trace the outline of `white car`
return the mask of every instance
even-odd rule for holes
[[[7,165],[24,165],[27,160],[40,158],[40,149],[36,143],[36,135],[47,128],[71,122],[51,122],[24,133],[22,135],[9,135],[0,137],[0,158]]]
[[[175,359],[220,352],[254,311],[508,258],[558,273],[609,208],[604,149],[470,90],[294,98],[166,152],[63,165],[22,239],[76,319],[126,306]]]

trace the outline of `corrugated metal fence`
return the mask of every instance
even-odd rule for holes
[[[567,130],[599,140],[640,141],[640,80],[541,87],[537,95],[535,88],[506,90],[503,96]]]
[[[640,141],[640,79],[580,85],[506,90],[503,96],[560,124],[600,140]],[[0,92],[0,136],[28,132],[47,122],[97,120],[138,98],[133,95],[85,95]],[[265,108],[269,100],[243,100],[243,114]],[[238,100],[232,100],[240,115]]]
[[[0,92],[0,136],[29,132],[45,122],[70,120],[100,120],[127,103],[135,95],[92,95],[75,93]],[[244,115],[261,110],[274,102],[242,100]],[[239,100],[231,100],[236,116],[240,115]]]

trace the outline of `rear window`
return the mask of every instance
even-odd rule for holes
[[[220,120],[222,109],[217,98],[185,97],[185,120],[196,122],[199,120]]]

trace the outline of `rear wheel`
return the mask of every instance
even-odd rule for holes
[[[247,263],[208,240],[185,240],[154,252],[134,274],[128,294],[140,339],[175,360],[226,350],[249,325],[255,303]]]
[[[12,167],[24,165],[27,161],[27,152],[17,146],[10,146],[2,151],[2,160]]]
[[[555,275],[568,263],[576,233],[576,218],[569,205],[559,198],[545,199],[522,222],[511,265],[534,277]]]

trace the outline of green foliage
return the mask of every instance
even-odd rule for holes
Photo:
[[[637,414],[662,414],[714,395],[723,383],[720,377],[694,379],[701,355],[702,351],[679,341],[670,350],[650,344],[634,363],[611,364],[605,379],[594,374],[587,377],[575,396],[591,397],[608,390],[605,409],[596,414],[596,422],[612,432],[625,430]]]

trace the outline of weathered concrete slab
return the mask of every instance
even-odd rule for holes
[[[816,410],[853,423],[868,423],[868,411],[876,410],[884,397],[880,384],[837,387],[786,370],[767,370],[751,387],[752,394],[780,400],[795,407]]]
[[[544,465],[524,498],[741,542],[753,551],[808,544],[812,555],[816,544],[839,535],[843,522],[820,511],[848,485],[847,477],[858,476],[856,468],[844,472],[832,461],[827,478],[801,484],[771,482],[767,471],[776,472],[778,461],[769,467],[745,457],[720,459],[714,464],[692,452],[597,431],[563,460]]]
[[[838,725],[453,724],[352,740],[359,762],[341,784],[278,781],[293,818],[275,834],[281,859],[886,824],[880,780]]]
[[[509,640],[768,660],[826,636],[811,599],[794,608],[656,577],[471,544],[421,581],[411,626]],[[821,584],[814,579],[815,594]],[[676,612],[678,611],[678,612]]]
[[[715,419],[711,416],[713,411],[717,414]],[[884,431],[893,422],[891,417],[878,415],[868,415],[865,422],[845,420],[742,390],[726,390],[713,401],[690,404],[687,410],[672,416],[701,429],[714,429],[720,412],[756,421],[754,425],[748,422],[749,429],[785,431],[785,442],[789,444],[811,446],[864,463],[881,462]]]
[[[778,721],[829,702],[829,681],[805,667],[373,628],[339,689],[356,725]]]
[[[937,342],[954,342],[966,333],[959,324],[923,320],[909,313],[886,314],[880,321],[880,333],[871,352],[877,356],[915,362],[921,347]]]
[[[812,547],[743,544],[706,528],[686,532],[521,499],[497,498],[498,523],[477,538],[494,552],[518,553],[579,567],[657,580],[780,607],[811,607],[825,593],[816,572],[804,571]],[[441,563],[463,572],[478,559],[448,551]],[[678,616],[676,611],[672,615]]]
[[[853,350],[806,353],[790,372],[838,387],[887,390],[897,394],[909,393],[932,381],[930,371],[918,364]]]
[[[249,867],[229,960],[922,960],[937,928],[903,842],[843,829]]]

→ ASSIGNED TASK
Search the entries for the string "outline" and collect each line that has it.

→ SOLVED EXERCISE
trace the outline of `white car`
trace the outline of `corrugated metal fence`
trace the outline of `rear window`
trace the outline of `rear wheel`
trace the outline of green foliage
trace the outline of weathered concrete slab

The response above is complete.